* [PAGE EXTRACT]
----------

So next time you find me relating something to an old Jersey Shore episode, remember I’m not ashamed of my terrible television watching and you should give them a try too.
(**Please note I’m writing this several days in advance, so it may not be relevant to the day that it’s posted)
Today I confess that sometimes I get pretty sad.
The past few days have been like that. It’s been difficult to get myself up in the mornings (partly due to the fact that my sleeping schedule has been off for the past few weeks), hard to motivate myself to do anything I don’t have to do, and I’ve just generally had little to no energy.
However, it is a pattern and over the years I’ve learned to recognize when it’s coming and am getting better at self care and asking for support when I need it.
So to the friends and others who have dealt with me when I go through these periods of being sad, I’m sorry and hope I can get back to a more positive mindset soon.
As I write this, it’s not yet 7am on a week day. But I’ve been awake for about an hour and a half (maybe 2 hours if you count the restless tossing and turning before I decided to just get up) and have already worked out, made tea, showered, done my hair, and ground coffee.
That’s right, in today’s post I’ll talk about how I am a legendary Morning Person.
My family has always been early risers. My mother wakes up around 530-6 every morning and makes a productive start to the day, often doing laundry, making/prepping meals, and taking the dogs (when they were still with us) for walks before the sun at risen.
Growing up, I didn’t think I’d be a morning person but I slowly started gravitating towards getting things done this way. I found I was more productive in the mornings and that it’s when I do my best thinking.
Don’t get me wrong, this doesn’t negate my previous post about loving to sleep. I really do. But I’ve always felt that mornings have more potential and besides, it’s the best time to utilize our amazing view:
It’s felt especially cold this week so I want to write about something which will (hopefully) cheer me up and remind me that, eventually, warm weather will be here.
I love being outdoors!
Not when it’s -24 out, but anywhere from a nice -5 to the mid-30’s (above Celsius) is pleasant for me. It’s nicer the warmer it is but going for a walk in the cold when I’m nicely bundled up and knowing I’m heading towards a warmer destination.
Ideally, however, I’m spending a lot of time outside in the summertime when I can comfortably wear dresses and be out until the late sunset. I love going for long walks outside, sitting by the water, having picnics in parks, and going out camping or to cottages.

----------

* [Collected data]

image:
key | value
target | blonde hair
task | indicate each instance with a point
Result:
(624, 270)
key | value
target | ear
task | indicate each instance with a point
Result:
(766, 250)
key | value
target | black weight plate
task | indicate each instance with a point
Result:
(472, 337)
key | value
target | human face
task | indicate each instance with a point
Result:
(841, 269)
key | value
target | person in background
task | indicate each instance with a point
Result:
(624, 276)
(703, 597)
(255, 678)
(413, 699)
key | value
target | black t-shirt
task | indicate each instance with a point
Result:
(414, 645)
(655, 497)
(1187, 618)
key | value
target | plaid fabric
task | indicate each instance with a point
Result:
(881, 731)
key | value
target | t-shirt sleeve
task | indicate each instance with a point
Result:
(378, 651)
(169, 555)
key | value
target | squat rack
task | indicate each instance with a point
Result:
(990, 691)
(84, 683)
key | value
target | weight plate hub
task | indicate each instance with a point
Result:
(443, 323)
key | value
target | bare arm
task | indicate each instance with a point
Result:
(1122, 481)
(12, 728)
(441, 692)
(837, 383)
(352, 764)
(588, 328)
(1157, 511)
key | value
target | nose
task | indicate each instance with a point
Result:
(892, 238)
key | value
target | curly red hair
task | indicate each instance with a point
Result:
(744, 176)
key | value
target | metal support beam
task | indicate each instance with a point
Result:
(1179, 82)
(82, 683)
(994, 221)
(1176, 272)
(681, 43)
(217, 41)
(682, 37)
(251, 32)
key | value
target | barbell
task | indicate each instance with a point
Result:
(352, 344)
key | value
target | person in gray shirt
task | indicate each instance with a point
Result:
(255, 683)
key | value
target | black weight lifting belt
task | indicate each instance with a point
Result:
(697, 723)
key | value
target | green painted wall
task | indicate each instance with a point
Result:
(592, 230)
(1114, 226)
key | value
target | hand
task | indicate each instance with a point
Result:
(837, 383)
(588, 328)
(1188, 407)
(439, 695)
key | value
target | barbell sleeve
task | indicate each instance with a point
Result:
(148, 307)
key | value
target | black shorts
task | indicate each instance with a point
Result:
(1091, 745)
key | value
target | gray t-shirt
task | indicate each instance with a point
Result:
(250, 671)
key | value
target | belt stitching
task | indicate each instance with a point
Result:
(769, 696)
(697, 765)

----------

* [TASKS TO COMPLETE]
(1) Give the entries as a JSON list of strings, one string per line, with blank lines left out. Begin at the first line of the entries and stop after the line that contains "(1187, 618)".
(2) Write what comes next in the personal blog posts, continuing after their final sentence.

* [EXPECTED ANSWERS]
(1)
[
  "image:",
  "key | value",
  "target | blonde hair",
  "task | indicate each instance with a point",
  "Result:",
  "(624, 270)",
  "key | value",
  "target | ear",
  "task | indicate each instance with a point",
  "Result:",
  "(766, 250)",
  "key | value",
  "target | black weight plate",
  "task | indicate each instance with a point",
  "Result:",
  "(472, 337)",
  "key | value",
  "target | human face",
  "task | indicate each instance with a point",
  "Result:",
  "(841, 269)",
  "key | value",
  "target | person in background",
  "task | indicate each instance with a point",
  "Result:",
  "(624, 276)",
  "(703, 597)",
  "(255, 678)",
  "(413, 699)",
  "key | value",
  "target | black t-shirt",
  "task | indicate each instance with a point",
  "Result:",
  "(414, 645)",
  "(655, 497)",
  "(1187, 618)"
]

(2)
I’ve missed the beauty of Canadian summers while I’ve been away the past 2 years and I’m excited to take advantage of the beautiful outdoors once warmer weather hits.
For today’s confession, I’d like to talk about something which annoys me. And that is when people are flakey (or, as a friend and I say due to an autocorrect mistake years ago, flamethrowers)*.
If someone isn’t interested in hanging out with me or I’ve suggested an activity which doesn’t appeal to them, I like to think I’m alright with either being blatantly told or picking up on the signals. But the problem comes with people who often speak to me and try to make plans and either cancel last minute or get very ambivalent when I suggest doing something.
Don’t get me wrong, as an introvert, I completely understand and embrace not going out. When I make plans, they tend to be smaller gatherings or an activity which is either nearby or sounds like something I wouldn’t want to miss out on. I also try not to be a hypocrite and stick to plans as best I can once I’ve made them.
For the most part, I can do something else if I’ve been bailed on (even if that is “go swimming” or “pick up [whatever] from the grocery store”) but it’s a different mind set for me and it requires switching gears.
So please friends, when we make plans, try to stick with them or bail early enough in advance that I can plan to do something else with my time.
*I want to note that this wasn’t inspired by any particular person or event, just a general pet peeve.
Ever since I was young, I’ve been a keen reader. I would happily read the books assigned to me at school plus whatever books we had at home. I was the child who would stay up late reading when I got to a good part of a book then happily continue the next morning over the breakfast table.
As I got older, my love of reading and literature was a big part of my choice to major in English in university. I thought if I liked to read so much, this degree would open my eyes to many new books and I would be glad to have so many choice of things to read.
I was wrong.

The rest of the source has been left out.